__REQUIRED WORK__
- A) According to the prescription seeding article, what yield per acre did Josh Van Kooten's hybrid produce in 2010?
- B) Summarize the prescription seeding article in two sentences.

__PAGE TEXT__

··········

Prescription seeding: What to know
Back in 2010, Josh Van Kooten planted a hybrid in one of his fields that busted the bins with a 240-bushel-per-acre yield. “It was great,” says Van Kooten, who farms near Pella, Iowa. “I planted more of it the next year.”
Things changed, though. The next year’s excessively wet year followed by the drought year of 2012 revealed something else about the hybrid.
“It didn’t handle stress very well,” says Van Kooten. “From then on, I stayed away from it.”
That’s changing, though. Through the years, Van Kooten has used technology to better match hybrids and varieties with specific field characteristics. Pioneer’s Field360 System now enables him to pull up multiyear field maps that aid him in discovering the best hybrids that work on different soil types. The service enables him to pick hybrids that have the best chance of doing well on good soils and to pick those better suited to subpar soils.
“We have partnered with growers to gather millions of acres of harvest data and planting data on a farm,” says Justin Heath, DuPont Pioneer manager of new services. “We can study that data at the field level for each grower to make informed decisions.”

··········

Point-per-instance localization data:

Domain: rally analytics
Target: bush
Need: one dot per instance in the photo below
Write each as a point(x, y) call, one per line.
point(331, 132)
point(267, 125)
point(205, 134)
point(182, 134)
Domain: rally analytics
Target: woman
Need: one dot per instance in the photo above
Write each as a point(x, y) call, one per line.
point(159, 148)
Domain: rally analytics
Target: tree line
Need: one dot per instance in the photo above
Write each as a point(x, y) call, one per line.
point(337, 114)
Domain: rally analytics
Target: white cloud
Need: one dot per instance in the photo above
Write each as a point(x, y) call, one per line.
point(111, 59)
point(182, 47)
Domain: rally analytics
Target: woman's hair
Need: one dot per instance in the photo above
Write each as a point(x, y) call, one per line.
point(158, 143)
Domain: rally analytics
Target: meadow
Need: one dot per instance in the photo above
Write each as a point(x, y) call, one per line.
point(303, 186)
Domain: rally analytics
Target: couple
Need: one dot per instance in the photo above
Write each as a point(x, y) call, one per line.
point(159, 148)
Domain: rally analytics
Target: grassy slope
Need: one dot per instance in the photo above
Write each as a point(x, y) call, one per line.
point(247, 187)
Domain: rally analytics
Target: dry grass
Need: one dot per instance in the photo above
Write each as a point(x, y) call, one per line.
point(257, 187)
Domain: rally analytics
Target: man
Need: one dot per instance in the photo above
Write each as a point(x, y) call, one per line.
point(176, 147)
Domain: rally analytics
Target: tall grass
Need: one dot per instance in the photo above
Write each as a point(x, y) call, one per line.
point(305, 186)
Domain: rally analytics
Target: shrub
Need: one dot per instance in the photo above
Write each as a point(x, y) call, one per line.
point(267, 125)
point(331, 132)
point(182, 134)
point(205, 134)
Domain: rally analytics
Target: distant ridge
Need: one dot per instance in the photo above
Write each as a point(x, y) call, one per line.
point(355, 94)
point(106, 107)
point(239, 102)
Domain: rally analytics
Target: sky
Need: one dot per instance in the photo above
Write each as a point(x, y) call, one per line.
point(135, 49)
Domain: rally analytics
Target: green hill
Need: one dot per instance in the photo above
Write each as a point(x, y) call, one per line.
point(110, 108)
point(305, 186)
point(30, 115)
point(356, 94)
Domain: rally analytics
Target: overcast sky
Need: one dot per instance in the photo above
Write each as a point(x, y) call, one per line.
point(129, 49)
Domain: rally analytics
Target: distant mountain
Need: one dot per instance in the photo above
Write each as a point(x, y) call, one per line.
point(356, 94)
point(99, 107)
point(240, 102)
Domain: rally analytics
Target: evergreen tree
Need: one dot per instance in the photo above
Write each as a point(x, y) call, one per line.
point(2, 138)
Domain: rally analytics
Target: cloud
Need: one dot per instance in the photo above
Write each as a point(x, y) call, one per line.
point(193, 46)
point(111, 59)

··········

__EXERCISE ANSWERS__
- A) 240 bushels per acre.

- B) A hybrid that Josh Van Kooten, who farms near Pella, Iowa, planted in 2010 yielded 240 bushels per acre, but an excessively wet year followed by the 2012 drought showed that it didn't handle stress well. He now uses Pioneer's Field360 System and its multiyear field maps to pick hybrids suited to good soils and to subpar soils.